**Text section**:
● ● ● ● ●

`infer`

infer is a function passed into onCheckpoint on CheckpointContext. It runs an inference request bound to the just-saved checkpoint adapter and returns the raw Response. There is no top-level infer export; the SDK exposes it as a callback argument so that the call is automatically scoped to the right job + checkpoint step.

onCheckpoint: async ({ step, infer }) => {
  const res = await infer({
    messages: [
      { role: "user", content: "I can't log in." },
    ],
  });
  console.log(`step=${step} sample=`, await res.text());
}

Signature

type Infer = (args: InferArgs) => Promise<Response>;

Parameters

interface InferArgs {
  messages: ChatMessage[];
  temperature?: number;
  topP?: number;
  maxTokens?: number;
  /** Default: true. Set false to get a single JSON body instead of SSE. */
  stream?: boolean;
  /** OpenAI-compatible function-calling tool definitions. */
  tools?: ToolDefinition[];
  /** "auto" | "none" | "required" | { type: "function", function: { name } } */
  toolChoice?: ToolChoice;
  /** OpenAI-compatible response_format (text / json_object / json_schema). */
  responseFormat?: ResponseFormat;
  /** vLLM structured outputs (regex / choice / grammar) for cases response_format can't express. */
  structuredOutputs?: StructuredOutputs;
  signal?: AbortSignal;
}

Field	Type	Notes
`messages`	`ChatMessage[]`	Chat history. Discriminated union over `system` / `user` / `assistant` (with optional `tool_calls`) / `tool` (with `tool_call_id`) — matches the OpenAI message shape so a tool-calling history can round-trip.

● ● ● ● ●

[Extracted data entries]
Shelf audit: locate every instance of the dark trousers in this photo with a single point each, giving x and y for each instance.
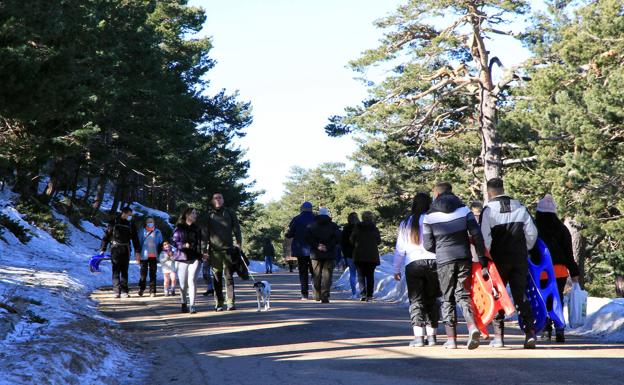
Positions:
(516, 276)
(455, 285)
(120, 259)
(423, 289)
(366, 278)
(323, 270)
(561, 282)
(150, 264)
(305, 269)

● ● ● ● ●

**Complete the following**:
1 - Answer these questions about the infer documentation:
(a) What does infer return?
(b) What is the default value of the stream field, and what does setting it to false produce?
(c) Over which roles is the messages field a discriminated union?
2 - Rewrite the passage of the infer documentation that begins at the words "infer is a function" and stops after "job + checkpoint step.", replacing "raw" with "unparsed".

**Replies**:
1 -
(a) It returns the raw Response, typed as Promise<Response>.
(b) The default is true. Setting it to false returns a single JSON body instead of SSE.
(c) The roles are system, user, assistant (with optional tool_calls) and tool (with tool_call_id).

2 -
infer is a function passed into onCheckpoint on CheckpointContext. It runs an inference request bound to the just-saved checkpoint adapter and returns the unparsed Response. There is no top-level infer export; the SDK exposes it as a callback argument so that the call is automatically scoped to the right job + checkpoint step.